**Exercise goal**
Rescale the data from the line with "For this exercise we mark the blue" to the line with "[(208, 119)]", both included, by multiplying every coordinate in the answer point lists by 2 and rounding to whole numbers, with halves rounded up. Reproduce every other line in that range unchanged, including the sample point lists, and leave the pictures out.

**Excerpted records**
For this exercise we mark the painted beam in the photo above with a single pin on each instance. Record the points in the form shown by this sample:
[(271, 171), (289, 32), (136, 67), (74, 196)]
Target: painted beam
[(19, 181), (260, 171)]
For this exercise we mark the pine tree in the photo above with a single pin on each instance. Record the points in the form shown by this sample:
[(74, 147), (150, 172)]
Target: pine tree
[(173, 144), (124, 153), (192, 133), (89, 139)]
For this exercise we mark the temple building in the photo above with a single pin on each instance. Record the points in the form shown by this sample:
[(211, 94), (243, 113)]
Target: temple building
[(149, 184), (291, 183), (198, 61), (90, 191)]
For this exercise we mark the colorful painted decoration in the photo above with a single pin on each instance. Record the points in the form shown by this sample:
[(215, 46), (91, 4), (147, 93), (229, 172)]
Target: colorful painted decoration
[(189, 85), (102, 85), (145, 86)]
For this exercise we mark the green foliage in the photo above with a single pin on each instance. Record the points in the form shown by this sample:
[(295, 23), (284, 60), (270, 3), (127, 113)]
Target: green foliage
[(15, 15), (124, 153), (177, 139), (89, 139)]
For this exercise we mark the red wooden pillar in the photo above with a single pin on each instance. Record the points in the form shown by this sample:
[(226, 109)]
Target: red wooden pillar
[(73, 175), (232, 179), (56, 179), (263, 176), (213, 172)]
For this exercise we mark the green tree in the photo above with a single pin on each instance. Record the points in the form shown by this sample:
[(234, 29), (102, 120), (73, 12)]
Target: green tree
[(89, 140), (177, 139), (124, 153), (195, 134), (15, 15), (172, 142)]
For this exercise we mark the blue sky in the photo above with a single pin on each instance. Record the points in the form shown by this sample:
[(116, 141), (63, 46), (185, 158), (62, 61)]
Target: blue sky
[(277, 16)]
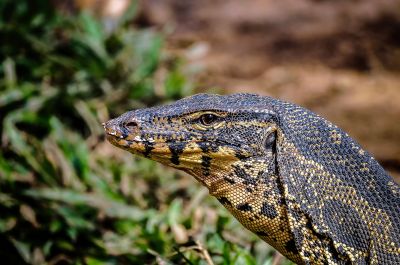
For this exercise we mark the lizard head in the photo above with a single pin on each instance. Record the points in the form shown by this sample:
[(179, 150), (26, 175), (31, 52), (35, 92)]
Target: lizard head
[(203, 135)]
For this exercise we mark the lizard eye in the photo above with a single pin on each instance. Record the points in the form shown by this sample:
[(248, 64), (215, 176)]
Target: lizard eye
[(208, 119)]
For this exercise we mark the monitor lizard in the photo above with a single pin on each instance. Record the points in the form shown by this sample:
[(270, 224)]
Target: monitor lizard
[(288, 175)]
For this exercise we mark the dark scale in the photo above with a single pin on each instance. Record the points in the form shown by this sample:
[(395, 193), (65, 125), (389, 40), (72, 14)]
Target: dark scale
[(321, 198)]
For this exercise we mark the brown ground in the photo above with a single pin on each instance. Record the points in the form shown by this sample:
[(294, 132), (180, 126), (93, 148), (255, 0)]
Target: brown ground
[(339, 58)]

**Output below**
For this exercise we mark the blue sky in the photo above with a single pin on each instance. Record the points in the form shown by this sample:
[(116, 141), (63, 46), (185, 158), (62, 61)]
Target: blue sky
[(554, 32)]
For this exercise we mark the lizard head in the photo above with a single pin on each instance. Record the points in the form shown by this sample:
[(179, 150), (26, 175), (31, 52), (35, 92)]
Target: lizard head
[(406, 270)]
For this exercise we mark the lizard eye in the photo above with a single pin on each instance. Record the points in the form shown by this sample:
[(248, 64), (215, 176)]
Target: lizard eye
[(416, 238)]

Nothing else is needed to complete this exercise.